━━━ Page extract ━━━

AnglicanWoman

The Episcopal Church Welcomes You...and so do I.

Name:
Location: New England, United States

Sunday, April 17, 2011

Taking Stock



Please provide a personal statement reflecting on: 1) your goals in seeking theological education and the experiences that have led you to do so; 2) the reasons you have chosen Hartford Seminary, in particular, and your educational/vocational objectives for the program you are pursuing; 3) the life experiences that have most significantly shaped your values and who you are as a person. Statements should be typewritten, double-spaced and no less than three and no more than four pages in length. Please do not staple personal statements to the application.

As a Christian woman, an Episcopal priest and pastor, and a mother, my life is based on the establishment, care and nurture of relationships. My relationships with God and God’s creation, with the people I have been entrusted to pastor, and with friends and family are based on my firm belief that mutuality, dialogue, and intentional presence are the touchstones for how we are intended to be about living and working in the world.
To live my life to the fullest I am challenged to be in relationship passionately and consistently. I am called to be in relationship with the people I am called to pastor and those who hold different views about spirituality and issues of faith. I am called to work to deepen my relationship with the scriptures of my faith, with the theological writings and teachings of the Church, and with the spiritual writings and sacred texts of people of faith. My relationship with God has been transfigured by a commitment to a rule of life that includes daily prayer, scripture, spiritual direction, and acts of compassion and reconciliation in the world. My relationships with family and friends provide the support and encouragement I need to be in ministry and allow me an opportunity to grow in faith and love. This circle of support has provided me with a rich trove of experiences of union and reunion, challenge and growth, joy and sadness, that are the hallmarks of a life lived in the world and in community and in relationship.

━━━

_Tasks to complete_.
[a] In the blog post about seeking theological education, what page length is required for the personal statement?
[b] Write the next part of the personal statement about relationships and theological education, picking up after its final sentence.

━━━ Data listing ━━━

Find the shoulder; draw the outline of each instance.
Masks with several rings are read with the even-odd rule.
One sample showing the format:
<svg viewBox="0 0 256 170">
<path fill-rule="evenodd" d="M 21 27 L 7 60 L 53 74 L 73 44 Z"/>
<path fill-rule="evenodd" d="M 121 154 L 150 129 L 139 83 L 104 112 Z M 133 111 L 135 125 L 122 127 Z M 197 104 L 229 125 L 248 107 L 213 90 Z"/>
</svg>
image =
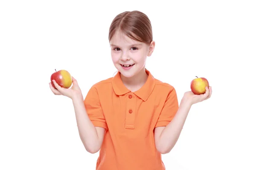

━━━

_Outputs by task_.
[a] No less than three and no more than four pages.

[b]
I am deeply committed to living my life as a continuing process of education, formation, and broadening perspectives. An environment that encourages and nurtures an inquisitive probing, intellectual stimulation, and the courage to engage new ideas is at the heart of the space I hope to create at home and within the parish community.
For an extended period I have believed that the center of my life in Christ is based on the relationship with God that is established and nurtured by sacrament and scripture working in tandem to provide growth and insight. I am, however, coming to believe that a much more complex matrix of factors are interacting to provide this growth. Rather than holding fast to the dualistic “Word and Sacrament” I find myself called to expand this perspective to include other factors, particularly community. At this point in my faith journey and in my life as a priest, I feel called to lift up Word, Sacrament, and Community as the cornerstones of the church I am called to serve, with the realization that in this post-modern world, I will probably be called to further expand my perceived cornerstones in order to embrace the poly-phonic nature of the world in which I live.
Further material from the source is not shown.